[Begin]

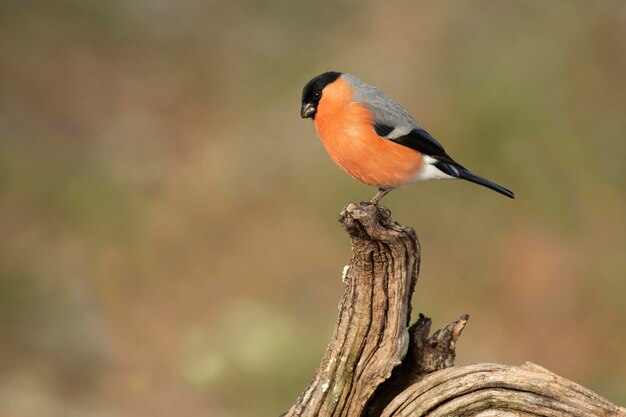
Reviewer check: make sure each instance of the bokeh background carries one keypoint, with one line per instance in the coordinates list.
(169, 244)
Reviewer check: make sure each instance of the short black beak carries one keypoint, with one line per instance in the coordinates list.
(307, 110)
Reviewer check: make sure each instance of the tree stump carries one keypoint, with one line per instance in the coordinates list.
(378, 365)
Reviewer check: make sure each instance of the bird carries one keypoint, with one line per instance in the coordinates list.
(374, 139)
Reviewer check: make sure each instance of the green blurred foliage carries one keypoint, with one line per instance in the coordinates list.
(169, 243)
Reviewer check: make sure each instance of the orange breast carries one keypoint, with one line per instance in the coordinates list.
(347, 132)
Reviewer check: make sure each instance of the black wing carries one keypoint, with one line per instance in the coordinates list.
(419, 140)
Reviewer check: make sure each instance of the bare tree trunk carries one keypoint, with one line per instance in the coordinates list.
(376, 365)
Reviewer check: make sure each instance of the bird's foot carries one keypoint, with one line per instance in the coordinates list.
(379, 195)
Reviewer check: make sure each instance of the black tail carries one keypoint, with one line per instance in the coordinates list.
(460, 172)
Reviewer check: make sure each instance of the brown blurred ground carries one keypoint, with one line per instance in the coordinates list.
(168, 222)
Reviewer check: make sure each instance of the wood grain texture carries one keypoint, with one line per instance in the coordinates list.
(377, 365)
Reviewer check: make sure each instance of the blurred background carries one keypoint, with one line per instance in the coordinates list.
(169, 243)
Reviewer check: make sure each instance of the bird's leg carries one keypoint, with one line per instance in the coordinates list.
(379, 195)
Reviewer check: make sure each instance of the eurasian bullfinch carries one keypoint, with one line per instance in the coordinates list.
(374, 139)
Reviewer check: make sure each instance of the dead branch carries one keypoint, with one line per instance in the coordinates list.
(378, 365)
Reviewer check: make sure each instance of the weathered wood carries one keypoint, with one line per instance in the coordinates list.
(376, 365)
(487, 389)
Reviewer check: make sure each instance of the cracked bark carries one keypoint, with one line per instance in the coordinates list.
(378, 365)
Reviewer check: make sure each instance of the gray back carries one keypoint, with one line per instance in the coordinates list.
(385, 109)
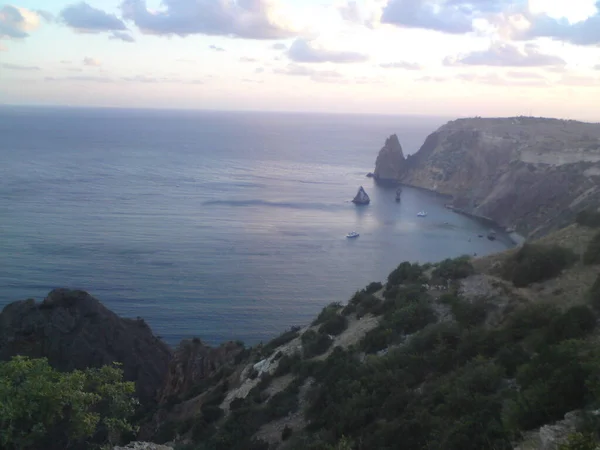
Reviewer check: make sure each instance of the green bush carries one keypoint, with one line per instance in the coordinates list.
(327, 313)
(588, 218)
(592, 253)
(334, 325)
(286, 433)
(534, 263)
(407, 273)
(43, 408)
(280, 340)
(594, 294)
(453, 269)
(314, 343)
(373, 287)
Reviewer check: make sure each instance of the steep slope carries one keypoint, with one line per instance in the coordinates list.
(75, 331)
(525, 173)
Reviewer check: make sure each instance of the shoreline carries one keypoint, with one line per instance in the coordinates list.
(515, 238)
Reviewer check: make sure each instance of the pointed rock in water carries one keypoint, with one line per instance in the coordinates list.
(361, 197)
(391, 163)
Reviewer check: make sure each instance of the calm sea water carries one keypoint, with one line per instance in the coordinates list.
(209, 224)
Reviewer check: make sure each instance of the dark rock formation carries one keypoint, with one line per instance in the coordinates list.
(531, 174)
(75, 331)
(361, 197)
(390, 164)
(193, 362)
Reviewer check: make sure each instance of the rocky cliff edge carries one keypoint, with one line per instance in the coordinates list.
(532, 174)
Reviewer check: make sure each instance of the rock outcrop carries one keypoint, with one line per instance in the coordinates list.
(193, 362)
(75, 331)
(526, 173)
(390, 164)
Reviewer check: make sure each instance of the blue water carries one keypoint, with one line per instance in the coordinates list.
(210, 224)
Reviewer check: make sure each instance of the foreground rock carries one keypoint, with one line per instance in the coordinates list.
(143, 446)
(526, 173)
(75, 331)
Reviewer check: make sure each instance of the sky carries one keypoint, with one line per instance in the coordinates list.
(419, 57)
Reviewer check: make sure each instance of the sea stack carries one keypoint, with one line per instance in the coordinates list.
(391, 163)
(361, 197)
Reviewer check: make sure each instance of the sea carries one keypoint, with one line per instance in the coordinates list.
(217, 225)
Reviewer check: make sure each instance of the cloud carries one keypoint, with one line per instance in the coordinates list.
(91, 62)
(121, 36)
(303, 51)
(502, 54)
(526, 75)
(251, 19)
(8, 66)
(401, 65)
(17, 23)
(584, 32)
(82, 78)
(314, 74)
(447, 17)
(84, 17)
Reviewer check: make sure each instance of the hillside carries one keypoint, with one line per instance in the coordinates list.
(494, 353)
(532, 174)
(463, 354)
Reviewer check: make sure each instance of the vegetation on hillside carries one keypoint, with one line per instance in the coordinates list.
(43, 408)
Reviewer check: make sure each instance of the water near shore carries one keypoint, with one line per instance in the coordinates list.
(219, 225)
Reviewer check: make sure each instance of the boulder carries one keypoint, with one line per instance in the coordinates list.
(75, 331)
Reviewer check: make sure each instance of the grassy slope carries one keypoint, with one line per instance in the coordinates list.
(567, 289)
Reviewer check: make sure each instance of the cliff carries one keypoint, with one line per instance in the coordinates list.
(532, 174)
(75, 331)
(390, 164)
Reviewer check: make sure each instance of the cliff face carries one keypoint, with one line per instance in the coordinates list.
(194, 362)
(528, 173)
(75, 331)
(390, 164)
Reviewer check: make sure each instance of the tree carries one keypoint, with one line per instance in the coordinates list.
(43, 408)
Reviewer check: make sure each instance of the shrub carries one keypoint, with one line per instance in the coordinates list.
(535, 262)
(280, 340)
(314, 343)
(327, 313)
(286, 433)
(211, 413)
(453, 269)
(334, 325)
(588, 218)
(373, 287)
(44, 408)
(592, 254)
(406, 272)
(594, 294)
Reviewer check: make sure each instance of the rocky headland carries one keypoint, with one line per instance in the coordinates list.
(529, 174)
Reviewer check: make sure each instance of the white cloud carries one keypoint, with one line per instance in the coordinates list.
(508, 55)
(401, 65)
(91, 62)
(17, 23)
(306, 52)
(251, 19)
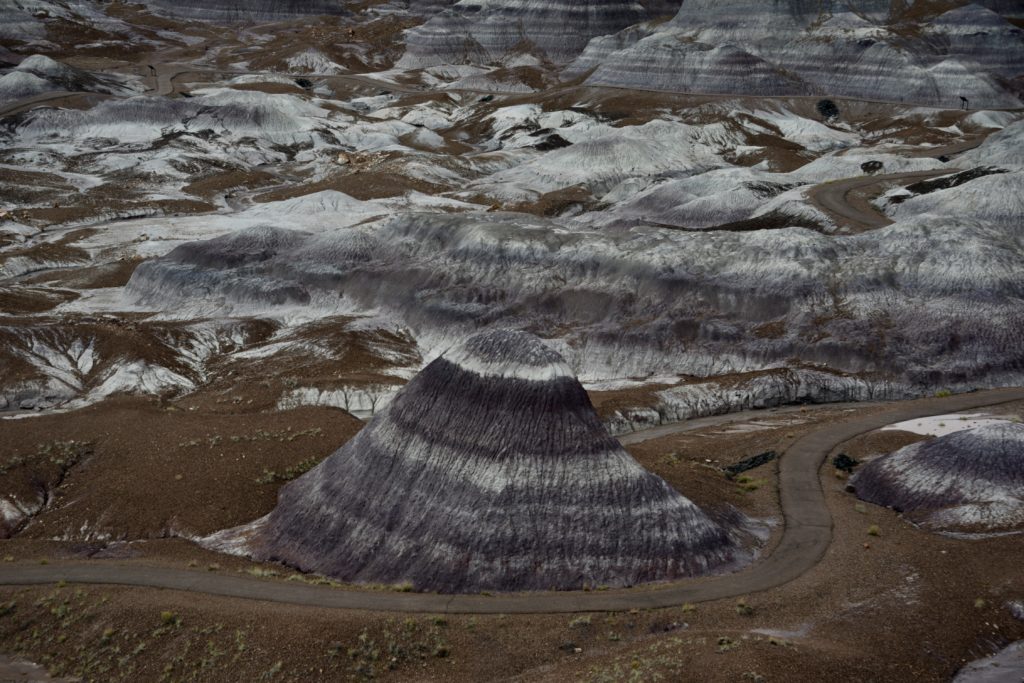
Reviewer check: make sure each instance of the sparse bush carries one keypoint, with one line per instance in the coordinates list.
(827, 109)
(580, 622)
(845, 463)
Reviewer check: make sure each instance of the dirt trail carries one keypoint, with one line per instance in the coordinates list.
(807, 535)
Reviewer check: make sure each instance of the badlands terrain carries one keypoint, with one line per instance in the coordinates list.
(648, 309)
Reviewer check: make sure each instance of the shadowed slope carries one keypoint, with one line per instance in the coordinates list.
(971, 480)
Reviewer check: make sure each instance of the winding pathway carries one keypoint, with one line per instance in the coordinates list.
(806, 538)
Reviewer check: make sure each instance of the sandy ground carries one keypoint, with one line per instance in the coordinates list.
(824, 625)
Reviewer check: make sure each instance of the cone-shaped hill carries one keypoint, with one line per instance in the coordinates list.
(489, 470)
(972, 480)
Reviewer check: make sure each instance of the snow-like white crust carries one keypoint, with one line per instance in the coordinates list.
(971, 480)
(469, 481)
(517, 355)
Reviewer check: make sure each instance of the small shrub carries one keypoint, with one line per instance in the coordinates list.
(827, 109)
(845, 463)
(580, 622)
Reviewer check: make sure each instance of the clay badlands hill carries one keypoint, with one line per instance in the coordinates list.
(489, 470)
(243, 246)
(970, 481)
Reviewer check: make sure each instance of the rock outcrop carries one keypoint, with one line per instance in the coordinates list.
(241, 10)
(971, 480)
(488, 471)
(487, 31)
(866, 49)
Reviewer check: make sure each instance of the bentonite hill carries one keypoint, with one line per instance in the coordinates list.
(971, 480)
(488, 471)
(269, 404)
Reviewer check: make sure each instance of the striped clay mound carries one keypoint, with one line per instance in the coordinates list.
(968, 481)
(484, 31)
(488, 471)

[End]

## Given exercise
Transcribe every entry word for word, but omit the pictures.

## The solution
Reviewer check: make sure each instance of the bokeh background carries one keypoint, with one line per instance in the coordinates list.
(169, 244)
Reviewer check: make sure each instance of the short black beak carries one keypoint, with one line per instance in the coordinates list.
(307, 110)
Reviewer check: make sure each instance of the tree stump carries one keypoint, with one line per instance in the coordinates list.
(378, 365)
Reviewer check: make sure each instance of the bird carries one keypoint, with one line per instance in the coordinates list.
(374, 139)
Reviewer check: make sure each instance of the green blurred foliage carries one keypoint, with one line per instance in the coordinates list.
(169, 243)
Reviewer check: make sure each instance of the orange breast carries one keypoint, with one line per instance in the coordinates list.
(347, 132)
Reviewer check: make sure each instance of the black wing carries one keypoint, with one line per instance in the coordinates list.
(419, 140)
Reviewer check: make sure each instance of the bare tree trunk carries one keypoint, with one line per instance in the coordinates list.
(376, 365)
Reviewer check: make sure each instance of the bird's foot carries one keypoint, with one line per instance in the coordinates list.
(379, 195)
Reviewer check: make sure each instance of the black tail carries one keypoint, with one line per instance in the coordinates list.
(460, 172)
Reviewer check: make sure each instance of the brown blurred ground carries one keypoint, with one line per instance in the coordinates list.
(168, 222)
Reviewer check: make sure each instance of the wood grain texture carries one keypoint, with one line per instance in the coordinates list.
(377, 365)
Reviewer check: make sure each instance of the blurred background carries one keypoint, with one line per instance in the coordinates list.
(169, 243)
Reviewer check: make sure each instance of the bird's leg carries one keypoint, with one line per instance in the coordinates list.
(379, 195)
Reviewer check: make sure each instance of the eurasian bullfinch carries one keypoint, with one line per instance in the coordinates list.
(374, 139)
Reviewer check: make sure each instance of the dead branch carries one keypoint, with one line per instance in the coordinates list.
(378, 365)
Reviewer check: make sure each instance of the weathered wood carries one keypoint, with one line per instance in the coordinates list.
(376, 365)
(487, 389)
Reviewer check: make sure each instance of the cracked bark carries one keypoint, with one line per instance in the coordinates list.
(378, 365)
Reviewer check: make sure each instance of the gray back carries one keypoint, with one line per instance in the coordinates list.
(385, 109)
Reviewer check: make sure each instance of the green bush carries one keypoint, with one line per instance in the coordinates list.
(327, 313)
(588, 218)
(592, 253)
(334, 325)
(286, 433)
(534, 263)
(407, 273)
(43, 408)
(280, 340)
(594, 294)
(453, 269)
(314, 343)
(373, 287)
Reviewer check: make sure each instance of the steep slope carries one keypoint, with one line per instance in the coordinates list.
(75, 331)
(525, 173)
Reviewer check: make sure each instance of the shoreline carries one keypoint, with one line per instance in the coordinates list.
(515, 238)
Reviewer check: make sure each instance of the pointed rock in water carries one keypoint, with one line per instance in the coordinates list.
(361, 197)
(391, 163)
Reviewer check: make sure each instance of the calm sea water carries one keypoint, with one line per instance in the coordinates list.
(209, 224)
Reviewer check: make sure each instance of the dark rock formation carries one keypoint, with one line per instance in the coordinates list.
(531, 174)
(75, 331)
(361, 197)
(390, 164)
(193, 362)
Reviewer check: make sure each instance of the rocky cliff edge carries one keypoint, with one line per instance in the coordinates list.
(532, 174)
Reviewer check: make sure each instance of the rock outcrop carries one keypoint, with one line per instance in the coordinates list.
(193, 362)
(75, 331)
(526, 173)
(390, 164)
Reviewer check: make sure each instance of the blue water carries one keypoint, with one line per instance in the coordinates list.
(210, 224)
Reviewer check: make sure each instance of the foreground rock carries one keypoint, with one line per instance in the coordinates list.
(143, 446)
(526, 173)
(75, 331)
Reviewer check: make sure each instance of the sky carries one keypoint, with one line per instance in the coordinates list.
(419, 57)
Reviewer check: make sure each instance of the sea stack carries one keypoint, with one line per instance in the coordinates list.
(391, 163)
(361, 197)
Reviewer check: make sure each instance of the sea carries one keypoint, with one line per instance in the coordinates list.
(217, 225)
Reviewer check: make sure each instance of the cloud carries one keypoint, with one line per instance in the coordinates list.
(91, 62)
(121, 36)
(303, 51)
(502, 54)
(526, 75)
(251, 19)
(8, 66)
(401, 65)
(17, 23)
(584, 32)
(82, 78)
(314, 74)
(447, 17)
(84, 17)
Reviewer check: make sure each instance of the hillside carries one keypoint, with one line per instance in the coordinates list.
(494, 353)
(532, 174)
(463, 354)
Reviewer check: make sure each instance of the vegetation on hillside carries one keypoint, with one line per instance in the coordinates list.
(43, 408)
Reviewer check: make sure each instance of the water near shore carries one keypoint, with one line per instance in the coordinates list.
(219, 225)
Reviewer check: make sure each instance of the boulder carries one keypoint, with one line per instance in the coordinates list.
(75, 331)
Reviewer check: make sure each instance of the grassy slope carries one keypoint, with one line per instance in the coordinates list.
(567, 289)
Reviewer check: make sure each instance of the cliff carries one keypoint, with one line per instance in the coordinates list.
(532, 174)
(75, 331)
(390, 164)
Reviewer check: make sure each instance of the cliff face carries one keypoint, with one line per instance in the coordinates list.
(194, 362)
(528, 173)
(75, 331)
(390, 164)
Reviewer check: make sure each instance of the tree carries one keypoint, with one line per instance in the coordinates list.
(43, 408)
Reviewer check: make sure each instance of the shrub carries one keypoint, with one line per instance in the coordinates list.
(535, 262)
(280, 340)
(314, 343)
(327, 313)
(286, 433)
(211, 413)
(453, 269)
(334, 325)
(588, 218)
(373, 287)
(44, 408)
(592, 254)
(406, 272)
(594, 294)
Reviewer check: make sure each instance of the rocky headland carries one keypoint, with one line per instance in the coordinates list.
(529, 174)
Reviewer check: make sure each instance of the white cloud carries one keypoint, with one line per instance in the coordinates list.
(508, 55)
(401, 65)
(91, 62)
(17, 23)
(306, 52)
(251, 19)
Reviewer check: make sure each instance of the sparse bush carries one keypoint, with one line per instance in the coordinates list.
(827, 109)
(580, 622)
(845, 463)
Reviewer check: make sure each instance of the dirt trail carries one keypoint, with one line per instance in the coordinates list.
(807, 535)
Reviewer check: make sure each instance of the badlands terrain carries one keypoint, with one line per instance in the coordinates list.
(648, 309)
Reviewer check: make sure each instance of the shadowed slope carries one keypoint, with one line per instance in the coordinates list.
(971, 480)
Reviewer check: make sure each instance of the winding pathway carries one keypoint, with one line per instance in the coordinates list.
(806, 538)
Reviewer check: make sure each instance of the sandy ground carries one keypoint, with one line per instance in the coordinates list.
(824, 625)
Reviewer check: make sure each instance of the cone-shaped hill carries one keypoint, with one line per instance in the coordinates list.
(489, 470)
(972, 480)
Reviewer check: make sure each instance of the snow-like white crust carries one keypoint, with one line per instance in the coordinates list.
(971, 480)
(469, 481)
(517, 355)
Reviewer check: make sure each instance of the small shrub carries one keypoint, with one line per instance in the coordinates list.
(827, 109)
(845, 463)
(580, 622)
Reviewer check: make sure each instance of the clay badlands hill carries one keypoint, with one line per instance in the coordinates list.
(489, 470)
(243, 246)
(970, 481)
Reviewer check: make sure each instance of the rock outcrop carries one keypoint, with one line per instance in the coordinates list.
(241, 10)
(971, 480)
(488, 471)
(487, 31)
(866, 49)
Reviewer check: make sure each instance of the bentonite hill carries one keypoint, with one line per instance in the coordinates list.
(971, 480)
(488, 471)
(269, 404)
Reviewer check: make sure each instance of the striped clay mound carries one keypoint, with one line per instance in the coordinates list.
(968, 481)
(484, 31)
(488, 471)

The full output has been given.